*Text shown*.
The illustration refers to the brain perfusion. The drug increases the cerebral blood flow, to bring oxygen molecules (blue balls) through a network of vessels (in red) to restore the cellular activity in brain.

Hydergine is a combination of dihydro-derivatives of ergotoxine, referred to as ergoloids. The drug was used to control the brain vascular activity, enhancing the vascular flow in the brain after cerebral atherosclerosis or after neurovascular damages. It has been used for a long time, to treat cerebral insufficiency and thrombembolic stroke (aid in recovery after a stroke). In fact, Hydergine functions by modulating the synaptic neurotransmission rather than solely increasing the blood flow as initially thought. The drug was used orally (liquid drops in water).

Today the (occasional) use of Hydergine is limited to the treatment of specific mental diseases. Ergoloids have been used to treat dementing disorders, in particular vascular dementia which is a consequence of ischemic insults such as hemorrhage and hypoperfusion that trigger neurodegeneration by depriving nerve cells of oxygen and glucose. But there is apparently limited evidence of a major benefit with the drug. Hydergine has been used to treat Alzheimer’s dementia, with a limited success as well.

Dihydroergotoxine (in fact a mixture of semi-synthetic ergot alkaloids) is an α-adrenergic blocking agent also used to treat sialorrhea in patients with Parkinson’s disease. Dihydroergocryptine is considered an effective medication for migraine prophylaxis.

The active ingredients are three dihydrogenated ergot alkaloids with the same core structure. Ergot is the dried sclerotium of the fungus Clavicepspurpurea, known for ages because it can attack rye and infect wild and cultivated cereals (barley, wheat, oats).

*What you need to do*.
List every cereal that the Hydergine text names as a crop ergot can attack or infect.

*Extracted records*.

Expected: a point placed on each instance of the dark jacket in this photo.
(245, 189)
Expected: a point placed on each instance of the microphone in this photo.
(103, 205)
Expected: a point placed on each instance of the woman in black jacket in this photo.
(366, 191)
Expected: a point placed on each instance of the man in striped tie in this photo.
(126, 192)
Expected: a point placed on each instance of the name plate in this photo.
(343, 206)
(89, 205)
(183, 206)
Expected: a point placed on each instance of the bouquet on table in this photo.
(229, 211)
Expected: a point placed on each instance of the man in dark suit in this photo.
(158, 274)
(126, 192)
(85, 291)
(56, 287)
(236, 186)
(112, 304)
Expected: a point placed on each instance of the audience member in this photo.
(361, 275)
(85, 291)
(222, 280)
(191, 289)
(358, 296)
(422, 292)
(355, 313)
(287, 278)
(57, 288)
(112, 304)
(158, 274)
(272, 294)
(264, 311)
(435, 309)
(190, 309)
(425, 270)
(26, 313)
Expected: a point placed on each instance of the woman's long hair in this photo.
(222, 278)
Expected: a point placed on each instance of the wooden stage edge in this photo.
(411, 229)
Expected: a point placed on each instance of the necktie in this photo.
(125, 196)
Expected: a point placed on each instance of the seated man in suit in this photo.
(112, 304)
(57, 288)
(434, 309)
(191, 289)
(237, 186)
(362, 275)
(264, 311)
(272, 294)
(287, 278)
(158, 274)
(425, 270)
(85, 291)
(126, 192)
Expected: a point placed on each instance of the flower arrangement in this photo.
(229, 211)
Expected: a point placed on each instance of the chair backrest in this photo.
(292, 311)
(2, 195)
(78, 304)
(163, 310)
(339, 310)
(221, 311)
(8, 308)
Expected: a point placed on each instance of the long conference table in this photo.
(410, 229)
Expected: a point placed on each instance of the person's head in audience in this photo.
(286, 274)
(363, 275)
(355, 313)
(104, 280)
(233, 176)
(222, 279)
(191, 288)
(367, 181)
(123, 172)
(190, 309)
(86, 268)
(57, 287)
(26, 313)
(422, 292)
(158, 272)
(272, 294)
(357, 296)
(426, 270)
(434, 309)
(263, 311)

*Written response*.
Rye, barley, wheat, oats